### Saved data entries
------------
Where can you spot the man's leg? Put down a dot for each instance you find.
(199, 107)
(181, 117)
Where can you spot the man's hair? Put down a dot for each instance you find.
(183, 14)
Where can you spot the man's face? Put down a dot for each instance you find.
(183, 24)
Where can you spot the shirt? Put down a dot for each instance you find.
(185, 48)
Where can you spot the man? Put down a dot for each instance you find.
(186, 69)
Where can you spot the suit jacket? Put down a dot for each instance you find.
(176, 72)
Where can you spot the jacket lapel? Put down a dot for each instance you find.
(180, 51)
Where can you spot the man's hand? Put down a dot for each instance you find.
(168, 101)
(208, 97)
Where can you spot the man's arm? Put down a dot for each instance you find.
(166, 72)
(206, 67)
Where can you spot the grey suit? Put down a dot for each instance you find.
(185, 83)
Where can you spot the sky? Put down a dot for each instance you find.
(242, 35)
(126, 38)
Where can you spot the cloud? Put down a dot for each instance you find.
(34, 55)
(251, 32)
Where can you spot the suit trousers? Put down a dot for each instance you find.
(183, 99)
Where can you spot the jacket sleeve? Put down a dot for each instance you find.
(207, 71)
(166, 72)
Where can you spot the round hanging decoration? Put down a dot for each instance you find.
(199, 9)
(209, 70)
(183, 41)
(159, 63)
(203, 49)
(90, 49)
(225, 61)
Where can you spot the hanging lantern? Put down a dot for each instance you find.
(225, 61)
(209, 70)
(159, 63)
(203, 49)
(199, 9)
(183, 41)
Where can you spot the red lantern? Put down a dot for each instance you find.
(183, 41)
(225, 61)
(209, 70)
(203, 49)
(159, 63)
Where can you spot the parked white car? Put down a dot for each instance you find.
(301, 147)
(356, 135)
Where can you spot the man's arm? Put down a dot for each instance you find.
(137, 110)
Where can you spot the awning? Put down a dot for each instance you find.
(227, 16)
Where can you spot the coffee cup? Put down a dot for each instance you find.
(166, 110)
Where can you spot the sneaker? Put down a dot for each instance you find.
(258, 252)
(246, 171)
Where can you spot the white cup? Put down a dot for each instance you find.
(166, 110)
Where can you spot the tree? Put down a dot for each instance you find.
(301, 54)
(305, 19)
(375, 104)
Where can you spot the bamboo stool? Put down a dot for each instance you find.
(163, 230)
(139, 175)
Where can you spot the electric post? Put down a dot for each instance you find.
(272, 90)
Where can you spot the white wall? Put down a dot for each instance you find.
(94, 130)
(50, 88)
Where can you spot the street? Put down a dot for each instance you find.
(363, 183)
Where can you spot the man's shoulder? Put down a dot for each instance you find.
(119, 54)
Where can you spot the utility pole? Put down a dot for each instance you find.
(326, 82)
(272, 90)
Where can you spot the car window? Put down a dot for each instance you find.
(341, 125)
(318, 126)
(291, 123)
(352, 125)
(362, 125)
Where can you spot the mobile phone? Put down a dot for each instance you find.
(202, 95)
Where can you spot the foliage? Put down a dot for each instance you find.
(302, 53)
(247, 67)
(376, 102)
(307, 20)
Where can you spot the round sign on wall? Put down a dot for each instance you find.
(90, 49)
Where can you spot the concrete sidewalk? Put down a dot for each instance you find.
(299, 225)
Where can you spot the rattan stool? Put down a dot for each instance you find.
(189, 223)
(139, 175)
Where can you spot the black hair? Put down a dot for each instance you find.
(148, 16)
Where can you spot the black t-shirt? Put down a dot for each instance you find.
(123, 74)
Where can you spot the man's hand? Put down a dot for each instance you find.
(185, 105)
------------
### Exercise objective
Recast the items above as a JSON list of strings, with each line as its own string and blank lines left out.

### Answer for the task
[
  "Where can you spot the man's leg? Put down a dot for each instance you find.",
  "(199, 107)",
  "(181, 117)",
  "Where can you spot the man's hair? Put down a dot for each instance you find.",
  "(183, 14)",
  "Where can you spot the man's face? Put down a dot for each instance you find.",
  "(183, 24)",
  "Where can you spot the shirt? Put down a dot for each instance you find.",
  "(185, 48)",
  "Where can you spot the man? Put down a dot for each instance you find.",
  "(186, 69)",
  "Where can you spot the suit jacket? Put down a dot for each instance you find.",
  "(176, 72)",
  "Where can you spot the jacket lapel? Put down a dot for each instance you find.",
  "(180, 51)",
  "Where can you spot the man's hand? Put down a dot for each instance you find.",
  "(168, 101)",
  "(208, 97)",
  "Where can you spot the man's arm? Put down a dot for each instance you find.",
  "(166, 72)",
  "(206, 67)",
  "Where can you spot the grey suit? Put down a dot for each instance you find.",
  "(185, 83)",
  "Where can you spot the sky? Put down a dot for each instance you find.",
  "(242, 35)",
  "(126, 38)",
  "Where can you spot the cloud? Put down a dot for each instance you find.",
  "(34, 55)",
  "(251, 32)",
  "Where can you spot the suit trousers? Put down a dot for each instance you find.",
  "(183, 99)",
  "Where can you spot the jacket sleeve? Put down a dot for each instance you find.",
  "(207, 71)",
  "(166, 72)",
  "Where can you spot the round hanging decoration? Put down a dot for each instance you find.",
  "(199, 9)",
  "(209, 70)",
  "(183, 41)",
  "(159, 63)",
  "(203, 49)",
  "(90, 49)",
  "(225, 61)",
  "Where can you spot the hanging lantern? Put down a dot for each instance you find.",
  "(225, 61)",
  "(209, 70)",
  "(159, 63)",
  "(203, 49)",
  "(199, 9)",
  "(183, 41)",
  "Where can you spot the red lantern? Put down a dot for each instance you find.",
  "(183, 41)",
  "(225, 61)",
  "(209, 70)",
  "(203, 49)",
  "(159, 63)",
  "Where can you spot the parked white car? Put down a dot for each instance you find.",
  "(301, 147)",
  "(356, 135)",
  "Where can you spot the man's arm? Put down a dot for each instance you find.",
  "(137, 110)",
  "Where can you spot the awning? Put down a dot for each instance you find.",
  "(227, 16)",
  "Where can you spot the coffee cup? Put down a dot for each instance you find.",
  "(166, 110)",
  "Where can you spot the sneaker? Put down a dot for each instance you find.",
  "(258, 252)",
  "(246, 171)",
  "Where can you spot the white cup? Put down a dot for each instance you find.",
  "(166, 110)",
  "Where can you spot the tree? Put down a dot for each instance you find.",
  "(301, 54)",
  "(305, 19)",
  "(375, 104)",
  "Where can you spot the bamboo stool? Put down a dot for each instance you find.",
  "(163, 230)",
  "(139, 175)",
  "Where can you spot the electric post? Put down a dot for each instance you find.",
  "(272, 90)",
  "Where can you spot the white wall? Put down a dot for each instance you find.",
  "(94, 130)",
  "(50, 88)",
  "Where can you spot the street? Put down a dot for each instance you find.",
  "(363, 183)",
  "Where can you spot the man's shoulder? Put down a dot for each instance you find.",
  "(119, 54)",
  "Where can you spot the utility pole? Put down a dot for each instance you find.",
  "(326, 82)",
  "(272, 90)",
  "Where can you spot the car window? Put down a dot for each instance you find.",
  "(341, 125)",
  "(318, 126)",
  "(291, 123)",
  "(352, 125)",
  "(362, 125)",
  "Where can you spot the mobile phone? Put down a dot for each instance you find.",
  "(202, 95)",
  "Where can you spot the foliage? Put down a dot for each instance you find.",
  "(302, 53)",
  "(247, 67)",
  "(376, 102)",
  "(307, 20)",
  "Where can you spot the round sign on wall? Put down a dot for each instance you find.",
  "(90, 49)",
  "Where can you spot the concrete sidewalk? Put down a dot for each instance you find.",
  "(299, 225)",
  "Where can you spot the rattan stool? Put down a dot for each instance you find.",
  "(189, 223)",
  "(139, 175)",
  "Where can you spot the black hair? Put down a dot for each instance you find.",
  "(148, 16)",
  "Where can you spot the black t-shirt? Put down a dot for each instance you find.",
  "(123, 74)",
  "Where can you spot the man's hand? Put down a dot for each instance you find.",
  "(185, 105)"
]